Excerto para ler:

^^^^

You are here

A primavera árabe na fase atual

A primavera não morre: pode também abrir caminho a um novo processo, marcado pela instabilidade permanente, pelo empate entre as classes e subsetores sociais e novos impulsos e explosões sociais a médio prazo.

A etapa atual da chamada primavera árabe parece dar razão aos temerosos das mudanças sociais. Mas os levantamentos dos povos não são eternos, nem os processos que inauguram são retilíneos, nem ascendem permanentemente a uma cada vez maior democratização das sociedades. São explosões excecionais que mudam violentamente a relação de forças entre as classes e setores sociais, deixando um rasto de conquistas e mudanças nas mentalidades. Caracterizam-se por refluxos e ziguezagues que podem abarcar décadas. A república revolucionária francesa de 1793, por exemplo, foi substituída em poucas décadas, primeiro, pelo império napoleónico e, após este, pela restauração monárquica que se afundou com as revoluções de 1830 e 1848, que abriram o caminho de novo à república…

As sociedades com forte base camponesa e inclusive tribal estão muito longe de serem monolíticas. São mescladas e, ainda que sejam capitalistas, têm particularidades determinadas pela história particular de cada região, pelas suas tradições culturais e políticas, pela existência ou não de uma centralização por diferentes tipos de estado, pela subsistência de regionalismos consolidados, pelos diferentes graus de desenvolvimento histórico, económico e cultural, pela composição étnica de cada país e de cada região, pelos modos diferentes em que num mesmo território se combatem diferentes religiões e culturas.

^^^^

Dados de origem:
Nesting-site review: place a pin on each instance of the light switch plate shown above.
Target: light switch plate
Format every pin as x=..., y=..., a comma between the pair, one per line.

^^^^

Objetivos:
1. Responda a estas perguntas com base no texto sobre a primavera árabe:
(a) O que substituiu primeiro a república revolucionária francesa de 1793?
(b) Com que revoluções se afundou a restauração monárquica?
(c) Que base têm as sociedades que, segundo o texto, estão muito longe de serem monolíticas?
2. Apresente a continuação do texto sobre a primavera árabe, começando depois da última frase que nele aparece.
Os dados não têm qualquer relação com o texto sobre a primavera árabe.

Respostas por tarefa:
1.
(a) O império napoleónico.
(b) Com as revoluções de 1830 e 1848.
(c) Uma forte base camponesa e inclusive tribal.

2.
Nesses países o peso desproporcionado do aparelho estatal, essencialmente repressivo e burocrático, dá-lhe uma forte tendência para o comportamento autocrático, reforçado pela dependência do capital estrangeiro e das grandes potências que incidem muito mais na economia e na política “nacional” que as classes capitalistas locais muito débeis.

Na luta pela modernização do país, mediante uma nova revolução francesa que derrube as autocracias corruptas e repressivas, sempre se mobilizam e sublevam primeiro os setores modernos urbanos (estudantes, jovens urbanos desempregados, operários sindicalizados e classes médias golpeadas pela crise económica), como aconteceu na Tunísia contra Ben Alí. Esses setores arrastam de imediato consigo parte da burguesia comercial e outros descontentamentos de diferente tipo. A rebelião une os protestos tribais, regionais e religiosos porque as autocracias (como o xá da Pérsia, Mubarak no Egito, o tunisino Ben Alí, o líbio Kadafi, o regime sírio dos Assad) tentavam uma modernização por cima tecnocrática e capitalista, fundamentalmente laica, que chocava com as tradições comunitárias, solidárias e de ajuda mútua que desde há séculos adotam na região uma arreigada forma religiosa, muçulmana ou, como no Egito, também cristã copta.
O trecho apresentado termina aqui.